* WHAT IS ASKED *
The records are to be restated in their entirety, word for word.

════════════════════

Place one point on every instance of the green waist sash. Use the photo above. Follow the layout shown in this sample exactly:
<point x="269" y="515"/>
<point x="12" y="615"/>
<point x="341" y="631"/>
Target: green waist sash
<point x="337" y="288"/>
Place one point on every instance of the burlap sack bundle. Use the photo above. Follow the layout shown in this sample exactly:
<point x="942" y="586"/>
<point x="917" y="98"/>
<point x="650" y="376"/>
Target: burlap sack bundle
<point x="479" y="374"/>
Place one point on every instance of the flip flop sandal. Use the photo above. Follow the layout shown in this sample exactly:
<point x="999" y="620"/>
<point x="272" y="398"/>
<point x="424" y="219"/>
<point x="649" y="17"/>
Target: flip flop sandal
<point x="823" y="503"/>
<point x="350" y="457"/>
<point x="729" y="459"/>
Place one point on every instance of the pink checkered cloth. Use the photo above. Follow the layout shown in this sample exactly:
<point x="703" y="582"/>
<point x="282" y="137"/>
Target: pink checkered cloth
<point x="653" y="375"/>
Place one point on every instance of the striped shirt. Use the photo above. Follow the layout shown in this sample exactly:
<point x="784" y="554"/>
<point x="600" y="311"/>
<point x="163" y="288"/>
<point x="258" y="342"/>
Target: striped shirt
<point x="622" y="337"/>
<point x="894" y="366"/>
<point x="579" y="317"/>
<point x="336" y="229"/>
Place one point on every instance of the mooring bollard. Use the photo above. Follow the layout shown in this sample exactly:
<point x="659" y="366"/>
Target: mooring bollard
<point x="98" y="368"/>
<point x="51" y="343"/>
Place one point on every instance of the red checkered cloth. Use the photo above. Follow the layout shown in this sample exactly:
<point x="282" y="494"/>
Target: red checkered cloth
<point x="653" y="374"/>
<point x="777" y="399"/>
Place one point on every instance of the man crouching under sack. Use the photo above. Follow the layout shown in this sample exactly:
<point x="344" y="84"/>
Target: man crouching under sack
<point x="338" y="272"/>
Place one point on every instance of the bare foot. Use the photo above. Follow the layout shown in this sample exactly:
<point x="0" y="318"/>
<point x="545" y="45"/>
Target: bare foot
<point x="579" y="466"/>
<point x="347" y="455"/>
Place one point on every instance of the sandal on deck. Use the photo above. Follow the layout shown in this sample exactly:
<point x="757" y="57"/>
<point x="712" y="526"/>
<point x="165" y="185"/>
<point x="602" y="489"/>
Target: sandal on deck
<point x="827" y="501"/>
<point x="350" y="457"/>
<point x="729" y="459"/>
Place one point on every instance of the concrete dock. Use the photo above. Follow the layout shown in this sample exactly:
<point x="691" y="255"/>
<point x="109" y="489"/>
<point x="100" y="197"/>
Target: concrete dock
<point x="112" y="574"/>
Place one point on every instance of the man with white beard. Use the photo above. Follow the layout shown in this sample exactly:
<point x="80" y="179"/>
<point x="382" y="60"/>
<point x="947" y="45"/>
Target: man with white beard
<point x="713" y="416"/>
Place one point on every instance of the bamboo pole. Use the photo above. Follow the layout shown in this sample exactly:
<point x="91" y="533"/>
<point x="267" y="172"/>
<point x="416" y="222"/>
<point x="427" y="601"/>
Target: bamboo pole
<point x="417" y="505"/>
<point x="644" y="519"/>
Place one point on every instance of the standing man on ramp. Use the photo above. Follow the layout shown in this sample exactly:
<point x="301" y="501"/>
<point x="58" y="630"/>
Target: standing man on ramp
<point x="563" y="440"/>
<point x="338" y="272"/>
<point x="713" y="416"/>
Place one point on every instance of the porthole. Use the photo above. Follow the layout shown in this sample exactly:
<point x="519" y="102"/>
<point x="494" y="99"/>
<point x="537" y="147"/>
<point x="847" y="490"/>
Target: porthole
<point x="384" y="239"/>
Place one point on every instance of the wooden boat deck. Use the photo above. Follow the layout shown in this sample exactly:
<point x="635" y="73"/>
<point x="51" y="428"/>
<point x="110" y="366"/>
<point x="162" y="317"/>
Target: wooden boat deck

════════════════════

* ANSWER TO THIS TASK *
Place one point on every instance of the green waist sash. Use the photo above. Follow the layout shown in this sample exactly:
<point x="269" y="515"/>
<point x="12" y="615"/>
<point x="341" y="631"/>
Target: green waist sash
<point x="337" y="288"/>
Place one point on every instance of the burlap sack bundle. Use the photo above. Follow the layout shown in this sample exactly:
<point x="942" y="586"/>
<point x="917" y="98"/>
<point x="650" y="376"/>
Target: burlap sack bundle
<point x="479" y="374"/>
Place one point on every instance of the flip flop sandal. Use the photo above. Follow the layout shown in this sample exactly:
<point x="999" y="620"/>
<point x="272" y="398"/>
<point x="424" y="219"/>
<point x="649" y="17"/>
Target: flip flop sandal
<point x="823" y="503"/>
<point x="350" y="457"/>
<point x="729" y="459"/>
Place one point on every instance of the pink checkered cloth. Use the photo above. Follow the layout shown in this sample exactly:
<point x="703" y="582"/>
<point x="282" y="137"/>
Target: pink checkered cloth
<point x="653" y="375"/>
Place one point on every instance of the striped shirt. Use the photo above. Follow the layout shown in this sample exactly:
<point x="784" y="554"/>
<point x="600" y="311"/>
<point x="163" y="288"/>
<point x="258" y="342"/>
Target: striped shirt
<point x="622" y="337"/>
<point x="894" y="366"/>
<point x="579" y="317"/>
<point x="336" y="229"/>
Place one point on every instance of the mooring bollard. Use the photo above. Follow the layout shown in this sample exactly:
<point x="659" y="366"/>
Target: mooring bollard
<point x="98" y="368"/>
<point x="51" y="343"/>
Place one point on every instance of the red checkered cloth. Use the photo above. Follow the layout shown in this sample exactly:
<point x="282" y="494"/>
Target: red checkered cloth
<point x="653" y="374"/>
<point x="777" y="399"/>
Place one point on every instance of the man crouching under sack. Use the photo above. Follow the layout shown in this sample exactly:
<point x="344" y="84"/>
Target: man crouching under sack
<point x="338" y="272"/>
Place one point on every instance of the bare foot. Use the photo above. Follow the layout shown in this sample exactly:
<point x="0" y="318"/>
<point x="545" y="45"/>
Target: bare foot
<point x="579" y="466"/>
<point x="347" y="455"/>
Place one point on every instance of the sandal on deck. Use the photo above. Follow the layout shown in this sample exactly:
<point x="757" y="57"/>
<point x="712" y="526"/>
<point x="165" y="185"/>
<point x="602" y="489"/>
Target: sandal on deck
<point x="827" y="501"/>
<point x="350" y="457"/>
<point x="729" y="459"/>
Place one point on every instance of the concrete dock. Use the photo above. Follow the layout shown in this sample exactly:
<point x="691" y="255"/>
<point x="109" y="489"/>
<point x="100" y="197"/>
Target: concrete dock
<point x="112" y="574"/>
Place one point on every instance of the man with white beard. Use the photo above. Follow the layout shown in this sample exactly:
<point x="80" y="179"/>
<point x="382" y="60"/>
<point x="947" y="45"/>
Target: man with white beard
<point x="713" y="416"/>
Place one point on every instance of the bamboo pole. Use the photo above. Follow the layout shown in this sample exactly:
<point x="91" y="533"/>
<point x="267" y="172"/>
<point x="416" y="222"/>
<point x="427" y="601"/>
Target: bamboo pole
<point x="417" y="505"/>
<point x="644" y="519"/>
Place one point on every instance of the standing man on ramp. Use the photo above. Follow the layout shown in this sample exactly:
<point x="301" y="501"/>
<point x="58" y="630"/>
Target: standing man on ramp
<point x="563" y="440"/>
<point x="338" y="272"/>
<point x="713" y="416"/>
Place one point on every instance of the porthole. Use the photo above. Follow the layout shown in this sample exactly:
<point x="519" y="102"/>
<point x="494" y="99"/>
<point x="537" y="147"/>
<point x="847" y="490"/>
Target: porthole
<point x="384" y="239"/>
Place one point on every instance of the wooden boat deck. Use the photo above. Follow the layout shown in this sample exactly:
<point x="635" y="73"/>
<point x="51" y="428"/>
<point x="110" y="366"/>
<point x="162" y="317"/>
Target: wooden boat deck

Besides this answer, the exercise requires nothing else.